[Data to use]

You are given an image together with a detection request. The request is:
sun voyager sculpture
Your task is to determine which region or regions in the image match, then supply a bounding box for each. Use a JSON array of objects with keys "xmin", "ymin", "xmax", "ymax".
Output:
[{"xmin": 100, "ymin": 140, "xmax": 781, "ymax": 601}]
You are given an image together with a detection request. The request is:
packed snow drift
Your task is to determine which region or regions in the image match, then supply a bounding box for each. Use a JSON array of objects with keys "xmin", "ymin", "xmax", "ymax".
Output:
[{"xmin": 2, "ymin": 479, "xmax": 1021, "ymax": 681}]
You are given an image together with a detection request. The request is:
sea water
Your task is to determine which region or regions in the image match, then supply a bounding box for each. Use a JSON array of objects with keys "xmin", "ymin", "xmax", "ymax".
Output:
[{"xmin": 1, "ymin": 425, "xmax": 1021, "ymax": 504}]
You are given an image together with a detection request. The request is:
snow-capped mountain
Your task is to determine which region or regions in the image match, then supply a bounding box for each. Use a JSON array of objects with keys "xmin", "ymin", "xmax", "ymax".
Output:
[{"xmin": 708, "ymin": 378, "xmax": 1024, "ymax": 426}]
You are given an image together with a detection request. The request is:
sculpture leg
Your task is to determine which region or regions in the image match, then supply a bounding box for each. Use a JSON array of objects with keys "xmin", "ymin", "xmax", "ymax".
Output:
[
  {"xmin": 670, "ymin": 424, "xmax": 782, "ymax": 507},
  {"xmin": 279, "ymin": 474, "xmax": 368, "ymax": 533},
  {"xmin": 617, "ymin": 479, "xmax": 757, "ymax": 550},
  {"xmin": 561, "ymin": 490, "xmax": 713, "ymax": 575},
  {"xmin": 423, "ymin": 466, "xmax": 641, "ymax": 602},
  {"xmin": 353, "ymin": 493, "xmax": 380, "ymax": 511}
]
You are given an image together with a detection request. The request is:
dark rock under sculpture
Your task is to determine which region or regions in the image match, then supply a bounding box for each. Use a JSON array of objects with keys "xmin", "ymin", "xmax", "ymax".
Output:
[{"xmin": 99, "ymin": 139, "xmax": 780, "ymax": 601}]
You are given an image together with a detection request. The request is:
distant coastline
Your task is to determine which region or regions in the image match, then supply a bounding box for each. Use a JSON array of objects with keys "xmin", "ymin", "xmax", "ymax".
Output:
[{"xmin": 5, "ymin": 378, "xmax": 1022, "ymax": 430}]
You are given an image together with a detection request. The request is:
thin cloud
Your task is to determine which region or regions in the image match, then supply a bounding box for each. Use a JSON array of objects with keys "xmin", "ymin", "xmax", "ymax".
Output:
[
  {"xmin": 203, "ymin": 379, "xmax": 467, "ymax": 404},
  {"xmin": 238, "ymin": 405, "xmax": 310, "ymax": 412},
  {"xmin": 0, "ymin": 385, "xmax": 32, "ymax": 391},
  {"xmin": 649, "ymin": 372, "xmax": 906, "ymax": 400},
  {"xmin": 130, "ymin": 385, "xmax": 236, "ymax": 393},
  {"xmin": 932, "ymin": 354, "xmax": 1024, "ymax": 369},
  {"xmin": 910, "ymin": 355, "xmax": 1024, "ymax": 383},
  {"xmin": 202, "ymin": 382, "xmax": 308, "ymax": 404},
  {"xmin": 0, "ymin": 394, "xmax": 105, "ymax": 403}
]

[/Data to use]

- _What is needed_
Pull together all lines from the data that mention the word "snow".

- _Written response_
packed snow drift
snow-capped mountain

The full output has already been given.